=== Extracted information ===

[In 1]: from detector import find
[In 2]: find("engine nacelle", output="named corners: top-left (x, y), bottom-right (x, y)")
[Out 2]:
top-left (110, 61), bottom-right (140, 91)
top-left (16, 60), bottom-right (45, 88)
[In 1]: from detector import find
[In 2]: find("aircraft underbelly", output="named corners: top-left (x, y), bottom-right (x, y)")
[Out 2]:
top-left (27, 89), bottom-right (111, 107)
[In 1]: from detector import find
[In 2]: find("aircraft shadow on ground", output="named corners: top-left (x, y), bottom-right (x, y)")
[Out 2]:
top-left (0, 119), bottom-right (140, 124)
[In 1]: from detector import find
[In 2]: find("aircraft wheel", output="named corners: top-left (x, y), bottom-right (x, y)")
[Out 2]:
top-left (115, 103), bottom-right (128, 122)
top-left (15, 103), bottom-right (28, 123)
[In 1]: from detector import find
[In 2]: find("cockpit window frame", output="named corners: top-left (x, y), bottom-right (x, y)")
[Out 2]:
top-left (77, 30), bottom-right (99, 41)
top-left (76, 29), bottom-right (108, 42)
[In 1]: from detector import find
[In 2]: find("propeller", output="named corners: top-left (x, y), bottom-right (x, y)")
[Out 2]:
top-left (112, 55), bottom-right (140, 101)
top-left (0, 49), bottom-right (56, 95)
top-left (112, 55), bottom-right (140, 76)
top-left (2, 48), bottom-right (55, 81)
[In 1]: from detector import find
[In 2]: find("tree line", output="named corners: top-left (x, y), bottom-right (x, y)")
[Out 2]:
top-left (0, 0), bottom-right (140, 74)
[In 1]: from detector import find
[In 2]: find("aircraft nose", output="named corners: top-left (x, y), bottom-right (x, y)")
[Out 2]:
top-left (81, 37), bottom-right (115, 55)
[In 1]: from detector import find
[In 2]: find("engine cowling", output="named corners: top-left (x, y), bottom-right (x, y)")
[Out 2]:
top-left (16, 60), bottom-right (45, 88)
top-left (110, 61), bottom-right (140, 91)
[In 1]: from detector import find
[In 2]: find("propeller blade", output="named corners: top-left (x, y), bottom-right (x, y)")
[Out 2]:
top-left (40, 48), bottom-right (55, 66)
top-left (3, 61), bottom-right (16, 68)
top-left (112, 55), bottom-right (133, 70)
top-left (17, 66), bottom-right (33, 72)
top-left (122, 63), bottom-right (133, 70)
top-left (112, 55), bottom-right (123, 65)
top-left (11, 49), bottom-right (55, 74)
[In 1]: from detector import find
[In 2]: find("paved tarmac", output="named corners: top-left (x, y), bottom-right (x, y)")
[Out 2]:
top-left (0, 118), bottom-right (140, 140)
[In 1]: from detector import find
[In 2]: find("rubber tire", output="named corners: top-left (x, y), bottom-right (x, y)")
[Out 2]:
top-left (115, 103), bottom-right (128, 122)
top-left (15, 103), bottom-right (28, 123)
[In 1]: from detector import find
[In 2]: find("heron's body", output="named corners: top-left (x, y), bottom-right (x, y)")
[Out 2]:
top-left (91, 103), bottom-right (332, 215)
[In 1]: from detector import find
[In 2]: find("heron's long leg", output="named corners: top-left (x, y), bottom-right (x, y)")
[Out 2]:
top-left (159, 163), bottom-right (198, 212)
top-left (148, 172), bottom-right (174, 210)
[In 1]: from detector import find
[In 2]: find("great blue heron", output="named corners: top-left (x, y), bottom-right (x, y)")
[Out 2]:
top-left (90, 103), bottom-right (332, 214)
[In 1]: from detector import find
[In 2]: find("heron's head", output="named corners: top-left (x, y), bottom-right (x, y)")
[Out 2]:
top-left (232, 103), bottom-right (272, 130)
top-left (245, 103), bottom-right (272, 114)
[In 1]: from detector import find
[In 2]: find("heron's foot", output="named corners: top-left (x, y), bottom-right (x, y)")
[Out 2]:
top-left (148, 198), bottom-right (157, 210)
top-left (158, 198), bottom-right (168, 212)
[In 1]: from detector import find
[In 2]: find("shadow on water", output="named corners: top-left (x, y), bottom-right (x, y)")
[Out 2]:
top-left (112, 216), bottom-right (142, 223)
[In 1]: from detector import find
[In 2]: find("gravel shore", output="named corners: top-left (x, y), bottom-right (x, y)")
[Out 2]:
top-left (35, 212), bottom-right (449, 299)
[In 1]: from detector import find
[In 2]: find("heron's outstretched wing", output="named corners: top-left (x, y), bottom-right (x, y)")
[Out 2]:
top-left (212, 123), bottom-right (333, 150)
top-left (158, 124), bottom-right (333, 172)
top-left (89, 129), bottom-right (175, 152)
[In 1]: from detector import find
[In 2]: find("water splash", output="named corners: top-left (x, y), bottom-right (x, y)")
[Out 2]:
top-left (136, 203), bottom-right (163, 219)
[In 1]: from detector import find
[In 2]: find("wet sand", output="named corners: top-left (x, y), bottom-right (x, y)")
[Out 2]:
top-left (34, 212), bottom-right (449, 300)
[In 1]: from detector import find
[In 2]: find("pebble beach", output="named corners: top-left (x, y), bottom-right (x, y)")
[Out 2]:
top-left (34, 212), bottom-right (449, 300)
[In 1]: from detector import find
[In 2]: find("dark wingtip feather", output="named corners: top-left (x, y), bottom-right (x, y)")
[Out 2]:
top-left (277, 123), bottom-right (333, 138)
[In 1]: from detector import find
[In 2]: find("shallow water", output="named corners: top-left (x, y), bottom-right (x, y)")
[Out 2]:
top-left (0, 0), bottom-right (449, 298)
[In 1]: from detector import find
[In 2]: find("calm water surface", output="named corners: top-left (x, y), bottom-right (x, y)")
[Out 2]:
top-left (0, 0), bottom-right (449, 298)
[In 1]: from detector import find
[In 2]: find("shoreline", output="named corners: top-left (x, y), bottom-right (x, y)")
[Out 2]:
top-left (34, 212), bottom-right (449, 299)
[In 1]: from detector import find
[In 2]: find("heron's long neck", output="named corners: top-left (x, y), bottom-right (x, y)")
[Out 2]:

=== Try it ===
Each entry shown above should be transcribed exactly as written.

=== Completed task ===
[In 1]: from detector import find
[In 2]: find("engine nacelle", output="named corners: top-left (x, y), bottom-right (x, y)")
[Out 2]:
top-left (110, 61), bottom-right (140, 91)
top-left (16, 60), bottom-right (45, 88)
[In 1]: from detector import find
[In 2]: find("aircraft underbelly", output="named corners: top-left (x, y), bottom-right (x, y)")
[Out 2]:
top-left (27, 89), bottom-right (111, 107)
[In 1]: from detector import find
[In 2]: find("aircraft shadow on ground", output="named corners: top-left (x, y), bottom-right (x, y)")
[Out 2]:
top-left (0, 119), bottom-right (140, 124)
[In 1]: from detector import find
[In 2]: find("aircraft wheel", output="named corners: top-left (x, y), bottom-right (x, y)")
[Out 2]:
top-left (115, 103), bottom-right (128, 122)
top-left (15, 103), bottom-right (28, 123)
[In 1]: from detector import find
[In 2]: find("cockpit window frame", output="named corners: top-left (x, y), bottom-right (x, y)")
[Out 2]:
top-left (77, 30), bottom-right (99, 41)
top-left (76, 29), bottom-right (108, 42)
[In 1]: from detector import find
[In 2]: find("propeller", output="named corners: top-left (x, y), bottom-right (x, y)")
[Out 2]:
top-left (112, 55), bottom-right (140, 101)
top-left (0, 49), bottom-right (56, 95)
top-left (112, 55), bottom-right (140, 76)
top-left (2, 48), bottom-right (55, 81)
[In 1]: from detector import find
[In 2]: find("tree line", output="named corners: top-left (x, y), bottom-right (x, y)")
[Out 2]:
top-left (0, 0), bottom-right (140, 74)
[In 1]: from detector import find
[In 2]: find("aircraft nose", output="named corners: top-left (x, y), bottom-right (x, y)")
[Out 2]:
top-left (81, 37), bottom-right (115, 55)
[In 1]: from detector import find
[In 2]: find("engine cowling", output="named corners: top-left (x, y), bottom-right (x, y)")
[Out 2]:
top-left (16, 60), bottom-right (45, 88)
top-left (110, 61), bottom-right (140, 91)
[In 1]: from detector import find
[In 2]: find("propeller blade", output="named corners: top-left (x, y), bottom-right (x, y)")
[Out 2]:
top-left (40, 48), bottom-right (55, 66)
top-left (3, 61), bottom-right (16, 68)
top-left (112, 55), bottom-right (133, 70)
top-left (17, 66), bottom-right (33, 72)
top-left (122, 63), bottom-right (133, 70)
top-left (112, 55), bottom-right (123, 65)
top-left (11, 49), bottom-right (55, 74)
[In 1]: from detector import find
[In 2]: find("paved tarmac", output="named corners: top-left (x, y), bottom-right (x, y)")
[Out 2]:
top-left (0, 118), bottom-right (140, 140)
[In 1]: from detector import find
[In 2]: find("rubber tire", output="named corners: top-left (x, y), bottom-right (x, y)")
[Out 2]:
top-left (115, 103), bottom-right (128, 122)
top-left (15, 103), bottom-right (28, 123)
[In 1]: from detector import find
[In 2]: find("heron's body", output="named corners: top-left (x, y), bottom-right (x, y)")
[Out 2]:
top-left (91, 103), bottom-right (332, 215)
[In 1]: from detector import find
[In 2]: find("heron's long leg", output="named corners: top-left (x, y), bottom-right (x, y)")
[Out 2]:
top-left (159, 163), bottom-right (198, 212)
top-left (148, 172), bottom-right (174, 210)
[In 1]: from detector import find
[In 2]: find("great blue heron", output="named corners: top-left (x, y), bottom-right (x, y)")
[Out 2]:
top-left (90, 103), bottom-right (332, 214)
[In 1]: from detector import find
[In 2]: find("heron's head", output="named corners: top-left (x, y), bottom-right (x, y)")
[Out 2]:
top-left (232, 103), bottom-right (272, 130)
top-left (245, 103), bottom-right (272, 114)
[In 1]: from detector import find
[In 2]: find("heron's foot", output="named corners: top-left (x, y), bottom-right (x, y)")
[Out 2]:
top-left (148, 198), bottom-right (157, 210)
top-left (158, 198), bottom-right (168, 212)
[In 1]: from detector import find
[In 2]: find("shadow on water", output="named corners: top-left (x, y), bottom-right (x, y)")
[Out 2]:
top-left (112, 216), bottom-right (142, 223)
[In 1]: from detector import find
[In 2]: find("gravel shore", output="named corners: top-left (x, y), bottom-right (x, y)")
[Out 2]:
top-left (35, 212), bottom-right (449, 299)
[In 1]: from detector import find
[In 2]: find("heron's outstretched wing", output="named corners: top-left (x, y), bottom-right (x, y)")
[Out 2]:
top-left (212, 123), bottom-right (333, 150)
top-left (158, 124), bottom-right (333, 172)
top-left (89, 129), bottom-right (175, 152)
[In 1]: from detector import find
[In 2]: find("water splash", output="named corners: top-left (x, y), bottom-right (x, y)")
[Out 2]:
top-left (136, 203), bottom-right (163, 219)
[In 1]: from detector import find
[In 2]: find("wet sand", output="named corners: top-left (x, y), bottom-right (x, y)")
[Out 2]:
top-left (34, 212), bottom-right (449, 300)
[In 1]: from detector import find
[In 2]: find("pebble beach", output="named corners: top-left (x, y), bottom-right (x, y)")
[Out 2]:
top-left (34, 212), bottom-right (449, 300)
[In 1]: from detector import find
[In 2]: find("dark wingtip feather", output="named corners: top-left (x, y), bottom-right (x, y)")
[Out 2]:
top-left (277, 123), bottom-right (333, 138)
[In 1]: from detector import find
[In 2]: find("shallow water", output="named corners: top-left (x, y), bottom-right (x, y)")
[Out 2]:
top-left (0, 0), bottom-right (449, 298)
[In 1]: from detector import find
[In 2]: find("calm water surface", output="named corners: top-left (x, y), bottom-right (x, y)")
[Out 2]:
top-left (0, 0), bottom-right (449, 298)
[In 1]: from detector import find
[In 2]: find("shoreline", output="named corners: top-left (x, y), bottom-right (x, y)")
[Out 2]:
top-left (34, 212), bottom-right (449, 299)
[In 1]: from detector import find
[In 2]: find("heron's long neck", output="named corners: top-left (x, y), bottom-right (x, y)")
[Out 2]:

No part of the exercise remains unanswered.